### DOCUMENT SECTION

| The Sweet Satan Rides Again
Don Mann's Course Drawing Raves
June 28, 2006
Genesis of an Adventure
By Ken White
Memories are long in Utah, so when Rich Brazeau and Don Mann first opened conversations with land managers around Moab about bringing Primal Quest to Utah, the first question they heard was (Mark Burnett alert!): “Are you like Eco Challenge?”
Seems the first expedition race in Utah, held in 1995, had left a less-than-favorable impression of less-than-diplomatic relations.
“And I said, ‘No, we don’t want to do anything you don’t want us to do,’ ” Course Director Don Mann recalls. “We want to work with you to create a low-impact course.”
Mann, who recently sold his own highly successful adventure racing company, was lured out of retirement by the challenge of creating PQ. “I thought about it for maybe a second,” recalls Mann.
With the land managers on board and AR legend John Howard joining as Technical Designer, the next challenge was how to plan a course and obtain all the required permits without tipping off the ever-inquisitive adventure racing community on the race location.
Adventure racers tend toward obsessiveness and geekiness, so Mann & Co. knew that racers would scour the Internet, hoping to piece together enough clues to scout the course and build an invaluable knowledge base in advance.
So Mann created an innocuous-sounding organization (“United States Recreational Travel”), and applied for each permit separately. BLM and other land managers filed the required public notices, but the dense bureaucratese camoflagued PQ from web-crawling competitors.
Mann’s subterfuge proved justifiable when BLM released information on June 4th identifying PQ by name. The next day, Mann got a call from Nike Power Surge’s Ian Adamson saying he had discovered the info.
Of course, many adventure racers have trained and played in Moab’s recreational paradise. Combine that with PQ’s desire to minimize environmental impact by using established trails, and some racers would inevitably be familiar with parts of the course. But on such short notice, and with the actual course details kept secret until just four hours before the race start, there isn’t much of a “home field advantage” for teams with local knowledge.
With the location set and the general parameters established, Mann and Howard (and the specialists for each discipline) set out to create a course that would challenge the pros without overwhelming the newbies. “Think of Nike PowerBlast,” Mann says. “We don’t want a ten-day course that they can do in three. But we also would like to have 50 percent of teams cross the finish line.”

######
### ENTRIES PROVIDED

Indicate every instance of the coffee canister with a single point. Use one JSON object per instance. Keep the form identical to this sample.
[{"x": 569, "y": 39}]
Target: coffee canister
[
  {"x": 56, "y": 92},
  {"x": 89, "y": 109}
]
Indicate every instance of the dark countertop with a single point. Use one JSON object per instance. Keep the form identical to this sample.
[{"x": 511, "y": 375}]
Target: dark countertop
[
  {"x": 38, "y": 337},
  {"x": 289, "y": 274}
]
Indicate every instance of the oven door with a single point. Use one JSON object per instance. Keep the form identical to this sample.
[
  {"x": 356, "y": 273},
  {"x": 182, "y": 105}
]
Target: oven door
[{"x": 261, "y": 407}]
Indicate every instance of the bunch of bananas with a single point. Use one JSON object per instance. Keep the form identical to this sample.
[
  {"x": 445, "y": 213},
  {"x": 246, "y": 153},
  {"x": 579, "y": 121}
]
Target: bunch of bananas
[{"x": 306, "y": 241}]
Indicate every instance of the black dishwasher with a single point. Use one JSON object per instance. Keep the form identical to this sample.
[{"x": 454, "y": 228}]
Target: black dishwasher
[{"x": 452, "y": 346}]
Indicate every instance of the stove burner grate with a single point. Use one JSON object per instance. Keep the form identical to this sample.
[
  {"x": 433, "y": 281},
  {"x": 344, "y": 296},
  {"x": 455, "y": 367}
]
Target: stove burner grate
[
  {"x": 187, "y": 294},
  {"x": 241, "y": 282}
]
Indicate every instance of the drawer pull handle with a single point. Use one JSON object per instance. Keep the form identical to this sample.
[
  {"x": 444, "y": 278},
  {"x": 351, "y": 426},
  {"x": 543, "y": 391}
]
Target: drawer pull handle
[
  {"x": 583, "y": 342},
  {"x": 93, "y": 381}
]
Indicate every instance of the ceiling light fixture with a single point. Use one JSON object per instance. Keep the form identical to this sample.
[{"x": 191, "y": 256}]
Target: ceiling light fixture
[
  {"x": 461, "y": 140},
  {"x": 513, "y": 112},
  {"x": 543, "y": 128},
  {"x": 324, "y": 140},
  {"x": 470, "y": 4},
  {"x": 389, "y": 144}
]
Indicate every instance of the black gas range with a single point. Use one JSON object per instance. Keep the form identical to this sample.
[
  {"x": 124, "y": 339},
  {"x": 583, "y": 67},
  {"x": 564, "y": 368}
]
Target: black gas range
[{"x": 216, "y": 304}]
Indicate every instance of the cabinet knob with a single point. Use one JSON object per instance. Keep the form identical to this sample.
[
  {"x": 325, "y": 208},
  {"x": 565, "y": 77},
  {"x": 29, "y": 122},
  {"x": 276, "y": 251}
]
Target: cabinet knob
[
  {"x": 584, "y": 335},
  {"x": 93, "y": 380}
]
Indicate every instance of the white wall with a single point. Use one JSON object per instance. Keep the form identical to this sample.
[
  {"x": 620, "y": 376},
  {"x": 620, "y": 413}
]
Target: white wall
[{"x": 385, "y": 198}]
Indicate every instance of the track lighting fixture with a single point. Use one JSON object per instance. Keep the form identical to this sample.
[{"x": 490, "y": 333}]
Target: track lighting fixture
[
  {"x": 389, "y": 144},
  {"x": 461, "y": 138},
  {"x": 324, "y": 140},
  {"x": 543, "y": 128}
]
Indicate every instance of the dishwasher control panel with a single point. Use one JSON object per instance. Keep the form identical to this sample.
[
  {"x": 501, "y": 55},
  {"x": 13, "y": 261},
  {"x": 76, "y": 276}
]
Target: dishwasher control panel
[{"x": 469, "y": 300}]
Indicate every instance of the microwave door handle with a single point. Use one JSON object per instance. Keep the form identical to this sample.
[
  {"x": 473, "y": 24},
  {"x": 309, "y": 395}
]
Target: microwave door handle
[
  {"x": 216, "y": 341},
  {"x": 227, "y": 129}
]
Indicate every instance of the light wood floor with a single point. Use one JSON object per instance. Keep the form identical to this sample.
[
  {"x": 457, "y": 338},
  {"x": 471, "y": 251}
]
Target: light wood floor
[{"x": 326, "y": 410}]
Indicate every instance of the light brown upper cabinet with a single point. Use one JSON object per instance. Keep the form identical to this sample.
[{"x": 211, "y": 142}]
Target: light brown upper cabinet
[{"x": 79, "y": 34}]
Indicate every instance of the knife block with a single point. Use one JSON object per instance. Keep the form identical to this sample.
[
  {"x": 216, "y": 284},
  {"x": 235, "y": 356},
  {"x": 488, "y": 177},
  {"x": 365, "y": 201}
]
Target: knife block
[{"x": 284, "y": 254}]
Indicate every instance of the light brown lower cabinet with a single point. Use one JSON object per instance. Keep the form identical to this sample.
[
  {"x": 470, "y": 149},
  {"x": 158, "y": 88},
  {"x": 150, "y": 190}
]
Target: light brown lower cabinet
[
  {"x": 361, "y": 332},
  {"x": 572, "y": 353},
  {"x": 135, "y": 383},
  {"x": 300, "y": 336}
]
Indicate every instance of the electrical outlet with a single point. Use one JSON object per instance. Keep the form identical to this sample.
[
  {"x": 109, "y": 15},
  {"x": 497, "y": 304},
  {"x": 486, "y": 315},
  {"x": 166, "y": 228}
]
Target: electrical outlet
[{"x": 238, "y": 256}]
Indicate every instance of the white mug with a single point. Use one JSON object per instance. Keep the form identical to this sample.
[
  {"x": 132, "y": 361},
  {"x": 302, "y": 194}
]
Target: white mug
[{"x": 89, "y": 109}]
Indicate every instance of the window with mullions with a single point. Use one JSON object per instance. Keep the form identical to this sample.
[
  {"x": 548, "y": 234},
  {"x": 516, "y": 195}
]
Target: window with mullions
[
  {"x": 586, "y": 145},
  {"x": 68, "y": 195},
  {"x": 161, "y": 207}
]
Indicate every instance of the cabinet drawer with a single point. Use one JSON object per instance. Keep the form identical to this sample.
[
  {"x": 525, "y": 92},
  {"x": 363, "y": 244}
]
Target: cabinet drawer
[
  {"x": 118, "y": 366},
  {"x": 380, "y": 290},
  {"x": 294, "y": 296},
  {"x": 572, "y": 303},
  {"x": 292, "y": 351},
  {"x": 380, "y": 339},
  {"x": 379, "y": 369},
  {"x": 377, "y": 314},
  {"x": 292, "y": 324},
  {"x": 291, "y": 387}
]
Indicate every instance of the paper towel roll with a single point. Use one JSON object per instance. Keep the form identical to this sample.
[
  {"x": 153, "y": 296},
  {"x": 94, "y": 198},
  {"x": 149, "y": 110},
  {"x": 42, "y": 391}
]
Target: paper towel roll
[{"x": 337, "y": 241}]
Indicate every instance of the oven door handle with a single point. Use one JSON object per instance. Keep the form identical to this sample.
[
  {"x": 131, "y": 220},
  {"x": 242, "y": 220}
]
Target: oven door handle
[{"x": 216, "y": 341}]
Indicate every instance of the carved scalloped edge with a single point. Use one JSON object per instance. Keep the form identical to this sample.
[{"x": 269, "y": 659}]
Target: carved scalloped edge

######

WORK TO COMPLETE
In the article on planning the Primal Quest course in Utah, what was the name of the organization Mann created to apply for permits? The data is separate material with no connection to the article on the Primal Quest course.

RESULT OF THE EXERCISE
United States Recreational Travel